§ Given request
Type out the material below word for word, starting with the line that contains "trace: light trousers" and going on through the line that contains "Now the light", with both of those lines included.

## START

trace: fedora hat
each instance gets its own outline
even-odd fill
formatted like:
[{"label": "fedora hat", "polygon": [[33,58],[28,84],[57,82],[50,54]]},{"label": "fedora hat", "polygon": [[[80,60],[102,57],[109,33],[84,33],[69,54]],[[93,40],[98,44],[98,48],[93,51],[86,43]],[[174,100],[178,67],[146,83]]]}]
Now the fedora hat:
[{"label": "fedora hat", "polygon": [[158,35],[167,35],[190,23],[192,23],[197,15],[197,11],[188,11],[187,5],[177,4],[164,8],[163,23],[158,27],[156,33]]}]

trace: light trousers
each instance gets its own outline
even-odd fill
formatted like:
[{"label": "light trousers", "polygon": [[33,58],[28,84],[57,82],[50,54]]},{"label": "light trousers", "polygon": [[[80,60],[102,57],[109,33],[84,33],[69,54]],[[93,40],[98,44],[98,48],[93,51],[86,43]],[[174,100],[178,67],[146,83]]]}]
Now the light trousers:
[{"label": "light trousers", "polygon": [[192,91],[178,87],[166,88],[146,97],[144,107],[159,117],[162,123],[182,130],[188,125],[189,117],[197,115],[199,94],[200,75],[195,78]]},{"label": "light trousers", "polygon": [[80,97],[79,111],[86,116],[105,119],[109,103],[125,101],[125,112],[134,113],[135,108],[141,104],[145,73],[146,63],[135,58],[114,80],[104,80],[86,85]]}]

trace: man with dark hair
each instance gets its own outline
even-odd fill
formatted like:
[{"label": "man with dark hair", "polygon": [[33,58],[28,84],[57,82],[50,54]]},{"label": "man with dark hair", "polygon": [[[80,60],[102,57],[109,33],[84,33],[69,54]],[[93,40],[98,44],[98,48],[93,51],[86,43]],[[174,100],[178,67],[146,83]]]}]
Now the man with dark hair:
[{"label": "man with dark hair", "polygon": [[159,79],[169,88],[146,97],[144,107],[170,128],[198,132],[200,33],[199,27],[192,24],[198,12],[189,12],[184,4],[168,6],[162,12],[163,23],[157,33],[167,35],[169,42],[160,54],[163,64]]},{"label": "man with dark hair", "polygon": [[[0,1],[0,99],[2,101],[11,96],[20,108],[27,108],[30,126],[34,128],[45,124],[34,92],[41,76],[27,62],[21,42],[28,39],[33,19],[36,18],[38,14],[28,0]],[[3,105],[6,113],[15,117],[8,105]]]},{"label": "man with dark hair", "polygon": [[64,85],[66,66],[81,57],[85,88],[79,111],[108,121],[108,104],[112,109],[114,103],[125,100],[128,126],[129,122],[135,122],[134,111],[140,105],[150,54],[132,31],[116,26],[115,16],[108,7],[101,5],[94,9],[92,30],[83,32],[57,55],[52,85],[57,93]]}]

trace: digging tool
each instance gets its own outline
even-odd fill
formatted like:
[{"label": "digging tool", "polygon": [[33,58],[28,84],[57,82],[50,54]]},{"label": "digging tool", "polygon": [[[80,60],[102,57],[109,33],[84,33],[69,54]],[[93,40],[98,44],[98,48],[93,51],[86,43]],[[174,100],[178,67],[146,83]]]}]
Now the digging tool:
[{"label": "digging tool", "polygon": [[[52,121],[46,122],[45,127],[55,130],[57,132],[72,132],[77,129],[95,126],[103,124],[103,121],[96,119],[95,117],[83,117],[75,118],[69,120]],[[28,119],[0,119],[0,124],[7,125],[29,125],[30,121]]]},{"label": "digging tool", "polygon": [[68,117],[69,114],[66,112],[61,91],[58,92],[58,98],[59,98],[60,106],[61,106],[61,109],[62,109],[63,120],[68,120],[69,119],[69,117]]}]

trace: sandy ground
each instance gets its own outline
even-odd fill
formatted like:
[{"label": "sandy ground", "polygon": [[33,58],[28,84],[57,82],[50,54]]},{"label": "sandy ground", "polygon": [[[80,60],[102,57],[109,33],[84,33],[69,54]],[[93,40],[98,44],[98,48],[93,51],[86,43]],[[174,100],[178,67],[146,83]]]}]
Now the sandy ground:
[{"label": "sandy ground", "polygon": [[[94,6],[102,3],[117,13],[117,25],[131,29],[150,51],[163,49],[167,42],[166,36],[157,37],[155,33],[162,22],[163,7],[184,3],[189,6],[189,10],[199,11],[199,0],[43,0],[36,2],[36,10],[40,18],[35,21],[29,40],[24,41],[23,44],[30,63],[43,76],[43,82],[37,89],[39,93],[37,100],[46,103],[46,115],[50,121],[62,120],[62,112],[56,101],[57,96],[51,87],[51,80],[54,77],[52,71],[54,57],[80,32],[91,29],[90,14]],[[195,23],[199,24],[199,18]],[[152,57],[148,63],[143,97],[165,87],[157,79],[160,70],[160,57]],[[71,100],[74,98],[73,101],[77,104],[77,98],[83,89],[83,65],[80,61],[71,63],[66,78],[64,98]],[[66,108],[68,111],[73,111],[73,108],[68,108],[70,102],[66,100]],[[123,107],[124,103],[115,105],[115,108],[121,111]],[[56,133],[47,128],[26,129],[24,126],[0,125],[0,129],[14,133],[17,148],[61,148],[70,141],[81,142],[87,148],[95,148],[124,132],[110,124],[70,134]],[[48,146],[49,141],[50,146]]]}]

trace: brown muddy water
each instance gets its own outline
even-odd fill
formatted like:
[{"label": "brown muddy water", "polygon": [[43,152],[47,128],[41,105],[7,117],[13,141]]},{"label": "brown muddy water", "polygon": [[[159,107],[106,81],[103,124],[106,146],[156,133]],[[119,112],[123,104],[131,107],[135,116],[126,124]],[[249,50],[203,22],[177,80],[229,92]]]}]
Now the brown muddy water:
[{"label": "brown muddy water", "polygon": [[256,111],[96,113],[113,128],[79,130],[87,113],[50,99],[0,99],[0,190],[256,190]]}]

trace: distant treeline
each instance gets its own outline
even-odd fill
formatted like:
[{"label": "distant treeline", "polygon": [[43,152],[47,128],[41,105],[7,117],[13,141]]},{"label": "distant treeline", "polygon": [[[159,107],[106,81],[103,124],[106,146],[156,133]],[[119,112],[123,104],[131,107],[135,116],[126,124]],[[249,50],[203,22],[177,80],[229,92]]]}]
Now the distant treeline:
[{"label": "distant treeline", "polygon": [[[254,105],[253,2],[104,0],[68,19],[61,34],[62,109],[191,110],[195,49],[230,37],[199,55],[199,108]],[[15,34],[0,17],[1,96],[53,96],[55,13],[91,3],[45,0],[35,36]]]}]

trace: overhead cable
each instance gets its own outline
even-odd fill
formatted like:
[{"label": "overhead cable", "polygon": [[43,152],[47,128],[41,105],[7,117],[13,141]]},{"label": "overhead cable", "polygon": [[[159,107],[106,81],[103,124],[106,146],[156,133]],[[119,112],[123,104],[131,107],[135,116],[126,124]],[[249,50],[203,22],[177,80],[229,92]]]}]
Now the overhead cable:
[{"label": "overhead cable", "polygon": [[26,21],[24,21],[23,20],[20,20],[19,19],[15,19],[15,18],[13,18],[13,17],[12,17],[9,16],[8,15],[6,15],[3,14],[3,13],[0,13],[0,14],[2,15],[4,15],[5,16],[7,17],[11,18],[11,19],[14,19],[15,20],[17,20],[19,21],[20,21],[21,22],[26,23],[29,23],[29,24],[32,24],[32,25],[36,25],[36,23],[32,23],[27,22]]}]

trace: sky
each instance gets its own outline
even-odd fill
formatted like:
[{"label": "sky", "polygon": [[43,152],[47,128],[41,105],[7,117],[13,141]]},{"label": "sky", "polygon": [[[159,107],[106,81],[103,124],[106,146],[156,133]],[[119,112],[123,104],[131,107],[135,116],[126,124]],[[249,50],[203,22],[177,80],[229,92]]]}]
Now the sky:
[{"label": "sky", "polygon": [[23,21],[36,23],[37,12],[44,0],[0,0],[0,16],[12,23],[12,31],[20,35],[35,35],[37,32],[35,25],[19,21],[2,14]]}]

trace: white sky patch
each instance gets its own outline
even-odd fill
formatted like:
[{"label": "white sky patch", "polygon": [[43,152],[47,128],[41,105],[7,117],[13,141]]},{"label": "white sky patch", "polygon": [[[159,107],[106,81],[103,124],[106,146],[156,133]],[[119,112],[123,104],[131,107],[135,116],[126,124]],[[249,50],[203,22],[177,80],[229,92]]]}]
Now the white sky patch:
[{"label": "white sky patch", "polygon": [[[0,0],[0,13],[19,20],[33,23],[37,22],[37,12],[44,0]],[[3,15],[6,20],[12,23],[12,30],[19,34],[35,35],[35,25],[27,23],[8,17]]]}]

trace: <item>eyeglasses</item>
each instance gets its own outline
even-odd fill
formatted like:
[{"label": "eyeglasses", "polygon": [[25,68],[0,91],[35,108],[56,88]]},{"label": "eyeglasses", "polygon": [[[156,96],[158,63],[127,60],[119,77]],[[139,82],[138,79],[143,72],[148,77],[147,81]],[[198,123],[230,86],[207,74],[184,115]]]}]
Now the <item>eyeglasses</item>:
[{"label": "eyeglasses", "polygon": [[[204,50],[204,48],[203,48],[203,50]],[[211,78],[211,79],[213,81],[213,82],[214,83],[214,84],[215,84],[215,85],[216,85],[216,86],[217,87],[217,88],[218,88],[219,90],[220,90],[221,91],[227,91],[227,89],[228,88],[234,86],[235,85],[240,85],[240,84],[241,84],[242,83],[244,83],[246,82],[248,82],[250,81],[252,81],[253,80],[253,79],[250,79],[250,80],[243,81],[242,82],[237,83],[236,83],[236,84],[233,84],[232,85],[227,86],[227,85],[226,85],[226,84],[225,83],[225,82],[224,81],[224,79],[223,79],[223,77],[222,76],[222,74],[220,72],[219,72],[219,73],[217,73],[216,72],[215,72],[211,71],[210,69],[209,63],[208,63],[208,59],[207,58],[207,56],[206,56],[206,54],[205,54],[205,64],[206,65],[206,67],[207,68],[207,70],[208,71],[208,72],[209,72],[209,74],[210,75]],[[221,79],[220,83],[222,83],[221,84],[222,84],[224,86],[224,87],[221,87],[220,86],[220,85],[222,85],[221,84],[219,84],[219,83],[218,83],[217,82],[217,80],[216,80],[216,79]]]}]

## END

§ Solution for this task
trace: light trousers
each instance gets its own outline
even-odd fill
formatted like:
[{"label": "light trousers", "polygon": [[33,58],[28,84],[57,82],[50,54]]},{"label": "light trousers", "polygon": [[[80,60],[102,57],[109,33],[84,33],[69,54]],[[93,40],[98,44],[98,48],[93,51],[86,43]],[[174,100],[178,67],[146,83]]]}]
Now the light trousers:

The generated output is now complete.